Snowflake vs BigQuery
Snowflake is a cloud-agnostic warehouse with explicit compute sizing, while BigQuery is a fully serverless GCP warehouse. Choose Snowflake for multi-cloud control and BigQuery for hands-off, GCP-native analytics.
Snowflake and Google BigQuery are leading cloud data warehouses. Both separate storage from compute and deliver elastic analytics at scale, but they differ in portability and how compute is managed.
Both decouple storage from compute and bill them separately, the defining trait of the modern cloud warehouse. The experience of using them, however, feels quite different: Snowflake asks you to choose and size compute, a virtual warehouse, for each workload, while BigQuery asks you to do almost nothing and simply run the query.
Key Differences
The first difference is reach. Snowflake runs on AWS, Azure, and GCP, making it cloud-agnostic and a natural fit for multi-cloud strategies. BigQuery runs only on Google Cloud and is most compelling when you are already invested in GCP.
The second difference is the compute model. Snowflake uses virtual warehouses, compute clusters you provision and size, and can scale up, down, or out, including multi-cluster warehouses for concurrency. This gives explicit control and clean workload isolation. BigQuery is fully serverless: you submit queries and Google allocates resources automatically, with no clusters to manage. For teams that want minimal operations, BigQuery's model is simpler.

━━━━━━━━━━━━━━━━━━━━

**Your tasks**
1/ Answer these questions about the Snowflake and BigQuery comparison:
(a) On which clouds does Snowflake run?
(b) What two things do both warehouses decouple and bill separately?
(c) What does Snowflake offer for concurrency?
2/ Continue the Snowflake and BigQuery comparison, picking up after its final sentence.
The records play no part in the tasks.

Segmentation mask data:
━━━━━━━━━━━━━━━━━━━━

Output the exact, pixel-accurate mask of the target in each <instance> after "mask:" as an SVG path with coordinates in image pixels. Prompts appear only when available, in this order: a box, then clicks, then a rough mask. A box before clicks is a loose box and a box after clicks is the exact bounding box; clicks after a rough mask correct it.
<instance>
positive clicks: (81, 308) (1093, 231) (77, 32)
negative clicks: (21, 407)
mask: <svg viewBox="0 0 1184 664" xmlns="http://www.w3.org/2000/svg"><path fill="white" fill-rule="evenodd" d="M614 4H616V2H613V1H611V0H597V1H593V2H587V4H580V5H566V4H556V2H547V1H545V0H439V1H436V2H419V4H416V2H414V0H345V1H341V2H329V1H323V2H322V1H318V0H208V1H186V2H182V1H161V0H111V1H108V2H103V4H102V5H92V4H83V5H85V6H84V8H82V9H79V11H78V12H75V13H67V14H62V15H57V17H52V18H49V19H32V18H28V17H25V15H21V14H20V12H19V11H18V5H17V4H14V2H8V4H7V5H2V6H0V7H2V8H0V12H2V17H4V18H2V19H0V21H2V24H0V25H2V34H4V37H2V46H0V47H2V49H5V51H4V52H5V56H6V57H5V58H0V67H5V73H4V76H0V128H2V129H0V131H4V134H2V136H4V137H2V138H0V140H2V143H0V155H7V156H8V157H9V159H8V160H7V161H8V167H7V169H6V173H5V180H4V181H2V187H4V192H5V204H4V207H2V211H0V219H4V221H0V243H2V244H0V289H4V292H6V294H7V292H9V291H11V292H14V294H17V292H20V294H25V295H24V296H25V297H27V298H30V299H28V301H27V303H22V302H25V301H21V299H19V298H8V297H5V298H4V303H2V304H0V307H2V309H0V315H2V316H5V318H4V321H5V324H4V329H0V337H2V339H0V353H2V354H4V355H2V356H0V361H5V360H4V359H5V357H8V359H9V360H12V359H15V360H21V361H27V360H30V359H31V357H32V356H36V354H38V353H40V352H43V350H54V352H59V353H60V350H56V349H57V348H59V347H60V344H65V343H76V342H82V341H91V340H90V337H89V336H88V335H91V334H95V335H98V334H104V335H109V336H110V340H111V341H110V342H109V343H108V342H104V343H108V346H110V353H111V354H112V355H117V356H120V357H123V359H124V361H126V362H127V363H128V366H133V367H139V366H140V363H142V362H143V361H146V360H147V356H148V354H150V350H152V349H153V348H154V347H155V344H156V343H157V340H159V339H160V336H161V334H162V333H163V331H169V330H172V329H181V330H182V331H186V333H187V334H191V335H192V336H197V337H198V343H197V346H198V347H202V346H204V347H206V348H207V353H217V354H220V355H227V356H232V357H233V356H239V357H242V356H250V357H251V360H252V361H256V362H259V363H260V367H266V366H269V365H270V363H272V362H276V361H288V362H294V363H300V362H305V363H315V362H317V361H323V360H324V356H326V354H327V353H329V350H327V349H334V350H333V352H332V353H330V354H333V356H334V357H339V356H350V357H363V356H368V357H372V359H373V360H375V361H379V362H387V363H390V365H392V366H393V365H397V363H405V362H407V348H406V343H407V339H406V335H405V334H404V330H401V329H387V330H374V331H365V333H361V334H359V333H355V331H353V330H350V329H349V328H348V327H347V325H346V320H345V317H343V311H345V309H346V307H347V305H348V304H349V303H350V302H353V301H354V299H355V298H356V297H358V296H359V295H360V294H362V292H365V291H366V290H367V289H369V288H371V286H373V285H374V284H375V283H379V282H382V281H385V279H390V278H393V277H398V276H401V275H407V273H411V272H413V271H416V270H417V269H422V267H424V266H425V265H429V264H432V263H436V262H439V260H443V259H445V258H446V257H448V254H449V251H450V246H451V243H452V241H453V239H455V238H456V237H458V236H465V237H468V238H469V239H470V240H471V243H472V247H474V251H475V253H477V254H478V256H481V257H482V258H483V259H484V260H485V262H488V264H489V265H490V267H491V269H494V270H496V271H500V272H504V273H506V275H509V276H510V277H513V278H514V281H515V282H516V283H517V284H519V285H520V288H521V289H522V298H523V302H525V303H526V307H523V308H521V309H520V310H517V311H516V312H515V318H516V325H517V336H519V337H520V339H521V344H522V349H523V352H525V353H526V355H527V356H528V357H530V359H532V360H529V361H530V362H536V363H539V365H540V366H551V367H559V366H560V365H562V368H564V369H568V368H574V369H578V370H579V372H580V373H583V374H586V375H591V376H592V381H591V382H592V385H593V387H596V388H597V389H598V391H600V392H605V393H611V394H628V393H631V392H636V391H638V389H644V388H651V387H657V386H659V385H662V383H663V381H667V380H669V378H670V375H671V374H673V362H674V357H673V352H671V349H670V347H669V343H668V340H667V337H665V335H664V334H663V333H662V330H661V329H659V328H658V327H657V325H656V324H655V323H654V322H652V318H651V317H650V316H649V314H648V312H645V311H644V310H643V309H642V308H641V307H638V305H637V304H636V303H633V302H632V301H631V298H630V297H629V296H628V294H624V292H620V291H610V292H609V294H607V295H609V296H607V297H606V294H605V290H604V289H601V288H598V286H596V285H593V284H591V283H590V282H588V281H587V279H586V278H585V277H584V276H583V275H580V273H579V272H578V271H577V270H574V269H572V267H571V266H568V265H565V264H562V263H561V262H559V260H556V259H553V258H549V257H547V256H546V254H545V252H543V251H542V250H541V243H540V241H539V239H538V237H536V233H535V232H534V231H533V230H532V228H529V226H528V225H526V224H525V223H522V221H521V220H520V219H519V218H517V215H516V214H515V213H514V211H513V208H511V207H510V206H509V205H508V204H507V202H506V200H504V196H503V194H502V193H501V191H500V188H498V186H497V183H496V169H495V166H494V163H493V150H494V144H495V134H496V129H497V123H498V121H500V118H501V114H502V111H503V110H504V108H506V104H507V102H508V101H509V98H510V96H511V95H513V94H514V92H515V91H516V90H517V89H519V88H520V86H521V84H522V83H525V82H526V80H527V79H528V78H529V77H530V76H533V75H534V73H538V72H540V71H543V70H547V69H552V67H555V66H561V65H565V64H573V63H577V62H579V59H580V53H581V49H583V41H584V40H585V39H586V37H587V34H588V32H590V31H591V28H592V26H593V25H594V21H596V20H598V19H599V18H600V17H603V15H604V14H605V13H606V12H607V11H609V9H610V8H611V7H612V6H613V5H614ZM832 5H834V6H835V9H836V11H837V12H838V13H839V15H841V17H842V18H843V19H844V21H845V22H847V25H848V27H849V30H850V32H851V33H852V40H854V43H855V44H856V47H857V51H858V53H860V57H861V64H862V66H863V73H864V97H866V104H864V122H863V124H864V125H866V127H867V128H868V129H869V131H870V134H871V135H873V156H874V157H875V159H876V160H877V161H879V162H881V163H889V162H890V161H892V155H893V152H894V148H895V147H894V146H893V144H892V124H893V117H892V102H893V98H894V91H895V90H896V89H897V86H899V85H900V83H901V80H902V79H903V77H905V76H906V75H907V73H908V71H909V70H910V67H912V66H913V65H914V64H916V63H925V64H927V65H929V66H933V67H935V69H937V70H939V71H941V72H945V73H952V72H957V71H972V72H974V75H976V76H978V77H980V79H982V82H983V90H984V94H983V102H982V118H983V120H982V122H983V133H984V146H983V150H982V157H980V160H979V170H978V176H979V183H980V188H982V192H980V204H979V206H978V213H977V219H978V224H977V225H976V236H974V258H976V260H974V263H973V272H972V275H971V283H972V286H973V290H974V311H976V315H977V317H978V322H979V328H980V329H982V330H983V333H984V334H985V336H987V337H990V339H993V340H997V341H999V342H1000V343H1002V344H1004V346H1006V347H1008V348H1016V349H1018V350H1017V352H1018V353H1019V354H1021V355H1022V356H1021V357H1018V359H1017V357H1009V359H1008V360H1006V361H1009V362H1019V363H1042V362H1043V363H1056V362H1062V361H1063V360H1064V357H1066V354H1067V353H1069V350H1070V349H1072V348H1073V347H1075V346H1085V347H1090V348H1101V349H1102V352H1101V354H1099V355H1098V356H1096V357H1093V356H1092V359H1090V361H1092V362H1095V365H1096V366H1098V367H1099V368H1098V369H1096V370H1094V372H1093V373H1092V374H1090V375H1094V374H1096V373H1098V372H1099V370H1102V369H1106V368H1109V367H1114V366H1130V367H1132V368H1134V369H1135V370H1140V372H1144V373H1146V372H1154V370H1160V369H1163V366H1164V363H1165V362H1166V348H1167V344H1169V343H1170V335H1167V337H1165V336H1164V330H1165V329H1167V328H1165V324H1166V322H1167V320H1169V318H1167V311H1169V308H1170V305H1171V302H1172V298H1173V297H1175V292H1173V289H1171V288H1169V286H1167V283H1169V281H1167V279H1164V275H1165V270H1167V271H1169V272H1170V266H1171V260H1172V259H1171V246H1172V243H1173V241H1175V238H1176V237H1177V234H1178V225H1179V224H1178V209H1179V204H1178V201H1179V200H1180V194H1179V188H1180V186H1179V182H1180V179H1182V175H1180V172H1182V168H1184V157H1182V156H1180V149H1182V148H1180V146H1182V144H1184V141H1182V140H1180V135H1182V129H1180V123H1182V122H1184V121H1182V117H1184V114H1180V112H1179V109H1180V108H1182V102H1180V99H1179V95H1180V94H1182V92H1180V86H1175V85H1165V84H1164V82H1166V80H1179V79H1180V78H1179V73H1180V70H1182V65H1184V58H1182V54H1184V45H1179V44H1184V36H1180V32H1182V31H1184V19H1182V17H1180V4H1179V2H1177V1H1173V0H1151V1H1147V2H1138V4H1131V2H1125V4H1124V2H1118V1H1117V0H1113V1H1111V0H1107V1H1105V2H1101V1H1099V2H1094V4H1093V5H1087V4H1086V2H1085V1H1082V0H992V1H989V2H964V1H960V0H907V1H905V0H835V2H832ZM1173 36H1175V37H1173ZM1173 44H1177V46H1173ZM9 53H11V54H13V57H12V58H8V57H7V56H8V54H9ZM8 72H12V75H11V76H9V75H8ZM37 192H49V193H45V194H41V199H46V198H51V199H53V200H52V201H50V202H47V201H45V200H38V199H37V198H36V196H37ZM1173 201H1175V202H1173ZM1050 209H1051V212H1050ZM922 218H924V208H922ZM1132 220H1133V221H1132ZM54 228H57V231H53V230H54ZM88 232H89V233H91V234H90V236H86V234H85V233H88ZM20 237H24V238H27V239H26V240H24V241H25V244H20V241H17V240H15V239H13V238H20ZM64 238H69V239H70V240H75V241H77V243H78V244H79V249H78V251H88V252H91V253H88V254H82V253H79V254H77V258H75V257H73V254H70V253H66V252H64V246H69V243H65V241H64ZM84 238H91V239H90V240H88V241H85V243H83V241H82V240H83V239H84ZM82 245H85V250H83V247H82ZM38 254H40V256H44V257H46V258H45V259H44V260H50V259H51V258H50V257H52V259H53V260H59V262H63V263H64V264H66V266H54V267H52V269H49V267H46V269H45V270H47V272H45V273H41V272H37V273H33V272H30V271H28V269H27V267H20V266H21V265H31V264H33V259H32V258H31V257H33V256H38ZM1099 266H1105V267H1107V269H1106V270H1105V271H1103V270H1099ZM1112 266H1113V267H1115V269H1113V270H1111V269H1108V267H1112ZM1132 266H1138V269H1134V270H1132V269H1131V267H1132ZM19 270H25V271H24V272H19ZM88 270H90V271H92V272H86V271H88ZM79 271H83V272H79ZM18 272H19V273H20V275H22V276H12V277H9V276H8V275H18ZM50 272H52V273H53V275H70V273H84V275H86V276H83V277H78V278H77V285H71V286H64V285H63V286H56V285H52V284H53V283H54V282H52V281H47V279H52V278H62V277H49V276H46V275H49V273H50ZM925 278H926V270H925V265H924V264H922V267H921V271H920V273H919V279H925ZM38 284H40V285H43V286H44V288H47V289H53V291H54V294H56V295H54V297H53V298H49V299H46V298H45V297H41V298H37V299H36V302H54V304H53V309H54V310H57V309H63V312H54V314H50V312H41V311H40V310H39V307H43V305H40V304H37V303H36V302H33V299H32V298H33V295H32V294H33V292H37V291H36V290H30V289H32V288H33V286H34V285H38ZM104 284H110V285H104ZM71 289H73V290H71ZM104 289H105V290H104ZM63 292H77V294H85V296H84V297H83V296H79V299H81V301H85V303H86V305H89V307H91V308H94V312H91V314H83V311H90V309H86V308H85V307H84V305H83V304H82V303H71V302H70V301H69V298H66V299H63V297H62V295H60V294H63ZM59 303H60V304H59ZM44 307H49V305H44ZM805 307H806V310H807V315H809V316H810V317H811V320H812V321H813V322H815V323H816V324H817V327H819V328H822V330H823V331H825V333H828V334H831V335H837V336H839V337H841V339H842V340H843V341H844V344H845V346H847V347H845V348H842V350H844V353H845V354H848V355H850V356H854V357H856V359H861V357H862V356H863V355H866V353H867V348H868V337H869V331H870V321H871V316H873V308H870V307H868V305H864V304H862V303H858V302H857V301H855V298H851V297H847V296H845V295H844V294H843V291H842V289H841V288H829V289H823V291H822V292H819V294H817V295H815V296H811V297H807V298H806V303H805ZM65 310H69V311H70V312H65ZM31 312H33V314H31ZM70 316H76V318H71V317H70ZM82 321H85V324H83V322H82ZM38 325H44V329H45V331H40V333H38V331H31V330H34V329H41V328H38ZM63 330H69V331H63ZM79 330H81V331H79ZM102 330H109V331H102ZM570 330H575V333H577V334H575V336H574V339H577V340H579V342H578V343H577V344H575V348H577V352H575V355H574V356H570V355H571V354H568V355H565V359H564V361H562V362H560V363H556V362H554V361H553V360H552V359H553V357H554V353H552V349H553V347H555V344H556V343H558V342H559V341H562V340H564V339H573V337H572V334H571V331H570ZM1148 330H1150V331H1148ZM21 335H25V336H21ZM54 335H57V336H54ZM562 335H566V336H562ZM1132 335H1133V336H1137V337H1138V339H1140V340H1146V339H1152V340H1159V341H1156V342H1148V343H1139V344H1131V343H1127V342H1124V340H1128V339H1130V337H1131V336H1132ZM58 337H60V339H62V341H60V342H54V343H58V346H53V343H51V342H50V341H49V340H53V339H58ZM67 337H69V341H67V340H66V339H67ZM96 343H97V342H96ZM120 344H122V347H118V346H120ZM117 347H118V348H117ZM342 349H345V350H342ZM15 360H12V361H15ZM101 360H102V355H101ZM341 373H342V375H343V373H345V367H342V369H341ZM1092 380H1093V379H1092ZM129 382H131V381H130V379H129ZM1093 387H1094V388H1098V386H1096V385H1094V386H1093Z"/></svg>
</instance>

━━━━━━━━━━━━━━━━━━━━

**Answers to each task**
1/
(a) AWS, Azure, and GCP
(b) Storage and compute
(c) Multi-cluster warehouses

2/
Pricing reflects these models. Snowflake bills per-second compute credits plus storage. BigQuery offers on-demand pricing per byte scanned or capacity-based slot reservations. Neither is universally cheaper; cost depends on workload shape, query patterns, and how well you optimize.
Both integrate machine learning. Snowflake offers Snowpark and Cortex for in-database ML and LLM features; BigQuery offers BigQuery ML and tight Vertex AI integration. Ecosystem-wise, Snowflake has a broad cross-cloud partner network, while BigQuery integrates deeply with Google's data and AI stack.
Cost predictability is a frequent deciding factor. Snowflake's per-second credit billing, combined with auto-suspend and auto-resume on warehouses, gives precise control: you can isolate an ETL job on its own warehouse and a BI workload on another, each sized and budgeted independently. BigQuery's on-demand model charges per byte scanned, which is wonderfully cheap for selective, well-partitioned queries but can be unpredictable for exploratory full scans, hence many teams move to capacity-based slot reservations for stable spend. Partitioning and clustering discipline matters more in BigQuery's on-demand mode than almost anywhere else.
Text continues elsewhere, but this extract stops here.